### Exercise
Return every line in the listing below that contains the word "each".

### Supplied data
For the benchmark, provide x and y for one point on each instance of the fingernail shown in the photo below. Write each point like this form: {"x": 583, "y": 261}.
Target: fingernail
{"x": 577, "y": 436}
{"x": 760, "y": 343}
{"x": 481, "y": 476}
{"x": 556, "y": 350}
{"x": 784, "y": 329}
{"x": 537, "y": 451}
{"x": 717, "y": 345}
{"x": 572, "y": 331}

--

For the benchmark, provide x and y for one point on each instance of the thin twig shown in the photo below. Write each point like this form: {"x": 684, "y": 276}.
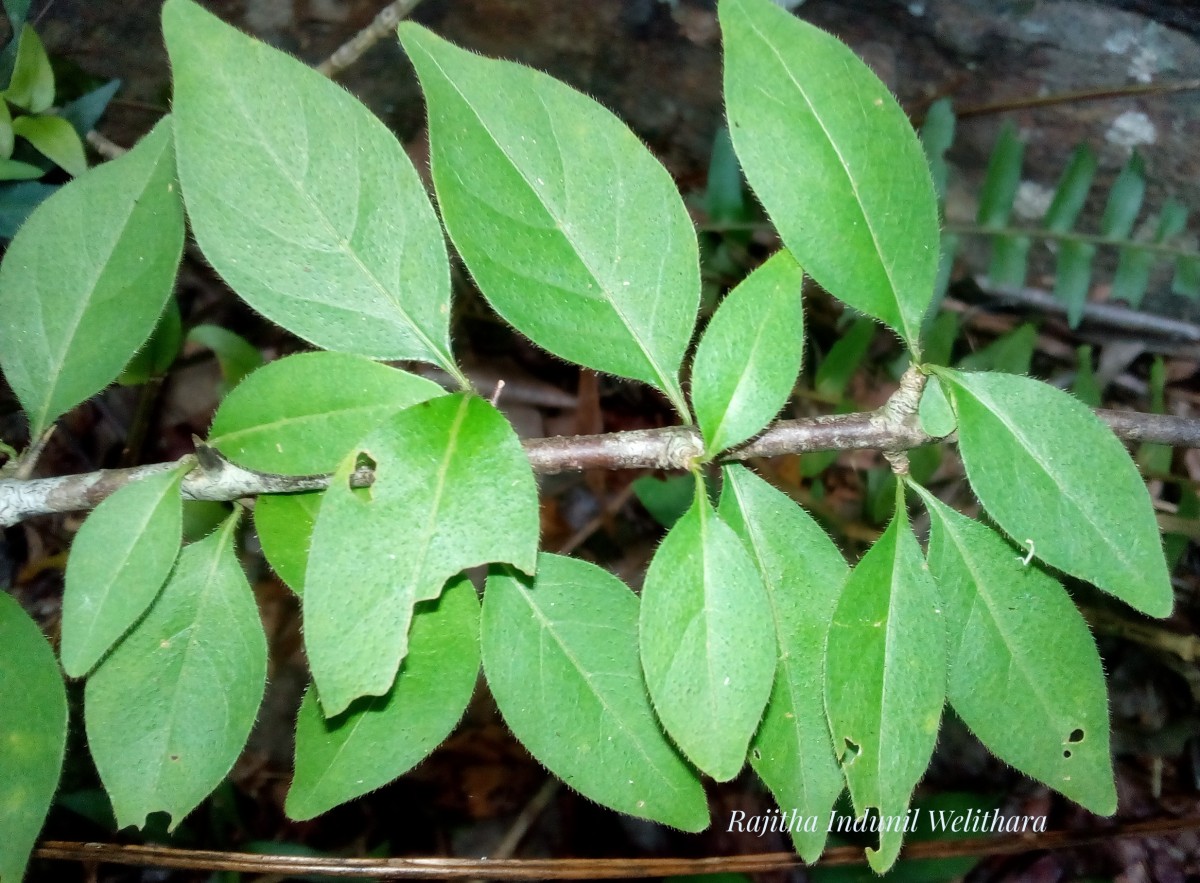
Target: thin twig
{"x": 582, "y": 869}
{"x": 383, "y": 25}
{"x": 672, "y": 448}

### Answer for this exercise
For the benchmark, provide x and y for one point on each instance of the fingernail shown in the photo below. Write each point like this form: {"x": 583, "y": 261}.
For the benchmark, provide x and y for one point on each instance of the thin twig shown in the photo below. Write each point like this form: {"x": 684, "y": 276}.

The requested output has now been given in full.